STATED TASK »
Output every line of the items below as a JSON array of strings, one string per line and no entries for blank lines.

(Stored dataset items)
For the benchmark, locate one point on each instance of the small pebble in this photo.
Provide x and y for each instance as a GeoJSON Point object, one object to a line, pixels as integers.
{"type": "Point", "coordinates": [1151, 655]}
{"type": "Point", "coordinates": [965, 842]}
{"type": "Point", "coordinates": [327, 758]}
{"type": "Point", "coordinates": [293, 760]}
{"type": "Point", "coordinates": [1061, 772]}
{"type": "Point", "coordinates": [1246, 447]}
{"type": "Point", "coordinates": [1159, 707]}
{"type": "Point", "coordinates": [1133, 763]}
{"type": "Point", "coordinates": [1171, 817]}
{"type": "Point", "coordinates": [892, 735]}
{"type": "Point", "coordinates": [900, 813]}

SOLVED EXERCISE »
[
  "For the benchmark, locate one point on each instance of the small pebble in this photo.",
  "Provide x and y for each instance as a GeoJSON Point object, one object to a line, pixels as integers.",
  "{\"type\": \"Point\", \"coordinates\": [1151, 655]}",
  "{\"type\": \"Point\", \"coordinates\": [965, 842]}",
  "{\"type\": \"Point\", \"coordinates\": [327, 758]}",
  "{\"type\": \"Point\", \"coordinates\": [293, 760]}",
  "{\"type\": \"Point\", \"coordinates\": [1061, 772]}",
  "{\"type\": \"Point\", \"coordinates\": [1246, 447]}",
  "{\"type\": \"Point\", \"coordinates\": [1159, 707]}",
  "{\"type\": \"Point\", \"coordinates\": [1133, 763]}",
  "{\"type\": \"Point\", \"coordinates\": [1171, 817]}",
  "{\"type\": \"Point\", \"coordinates\": [892, 735]}",
  "{\"type\": \"Point\", \"coordinates\": [900, 813]}"
]